Escribe Leopoldo Amondarain.
Los seres humanos solemos pensar que al momento de la muerte llegamos a un lugar en donde hay tres sectores. Uno que es el cielo, otro que es el purgatorio y otro que es el infierno. Esta forma de pensar estas tres realidades, no solo solo nos pasa a los cristianos, sino a toda la humanidad. Sin ir muy lejos, lo podemos apreciar en la mitología.
Sin embargo, los cristianos iluminados por la fe que hemos recibido, subrayamos que cuando una persona se muere con lo que se encuentra es con Dios. No se encuentra con un lugar, sino con Dios. Y ese encuentro para cada persona puede ser cielo, infierno o purgatorio, lo cual dependerá de cómo esté el corazón de cada uno.
Benedicto XVI en su encíclica sobre la esperanza —Spe Salvi— ha recordado estas tres posibilidades al decir: “la opción de vida del hombre se hace definitiva con la muerte”. Desde que nacemos hasta que morimos, con nuestra libertad, nos vamos formando una determinada configuración espiritual. Pero suele ocurrir que a veces somos de un modo y otras veces de otro. Y así vamos, hasta que llega la muerte, en que se termina esa oscilación.
Siguiendo a Benedicto XVI: “puede haber personas que han destruido totalmente en sí mismas el deseo de la verdad y la disponibilidad para el amor. Personas en las que todo se ha convertido en mentira; personas que han vivido para el odio y que han pisoteado en ellas mismas el amor”. Esto es tremendo, pero puede ocurrir.
Por otro lado, puede haber personas purísimas que se han dejado impregnar completamente de Dios, estando totalmente abiertas al prójimo. Son personas cuya comunión con Dios orienta ya desde ahora todo su ser y cuyo caminar hacia a Dios los lleva solo a culminar lo que ya son. En ellas el encuentro con Dios sería la culminación de todo aquello que buscaron durante su vida. El encuentro con Dios para esas personas es cielo, es decir, felicidad total.
En tercer lugar, dice Benedicto XVI: “no obstante, según nuestra experiencia, ni lo uno ni lo otro son el caso normal de la existencia humana. En gran parte de los hombres queda en lo más profundo de su ser una última apertura interior a la verdad, al amor, a Dios. Pero en las opciones concretas de la vida, esta apertura se ha empañado con nuevos compromisos con el mal; hay mucha suciedad que recubre la pureza, de la que, sin embargo, queda la sed y que, a pesar de todo, rebrota una vez más desde el fondo de la inmundicia y está presente en el alma”. En estas personas, el encuentro con Dios hace que su purificación se haga definitiva. Eso es lo que llamamos purgatorio.
--
OBJETIVO 1:
Traduce al inglés esta oración del texto sobre la muerte: «Desde que nacemos hasta que morimos, con nuestra libertad, nos vamos formando una determinada configuración espiritual».
OBJETIVO 2:
Transcribe del texto sobre la muerte el fragmento que empieza en las palabras "Sin embargo, los" y termina después de "de cada uno.".
No hace falta consultar el listado.

EXTRACTO DE DATOS:
--
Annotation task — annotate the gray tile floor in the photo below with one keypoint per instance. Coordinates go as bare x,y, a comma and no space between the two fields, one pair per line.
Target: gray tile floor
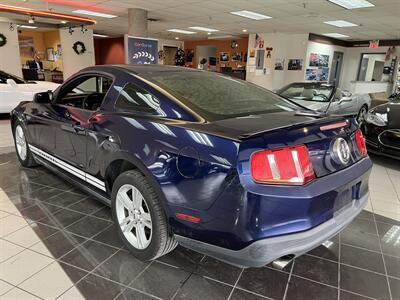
--
RESULTADO COMPLETO 1:
From the time we are born until we die, through our freedom, we gradually shape for ourselves a particular spiritual configuration.

RESULTADO COMPLETO 2:
Sin embargo, los cristianos iluminados por la fe que hemos recibido, subrayamos que cuando una persona se muere con lo que se encuentra es con Dios. No se encuentra con un lugar, sino con Dios. Y ese encuentro para cada persona puede ser cielo, infierno o purgatorio, lo cual dependerá de cómo esté el corazón de cada uno.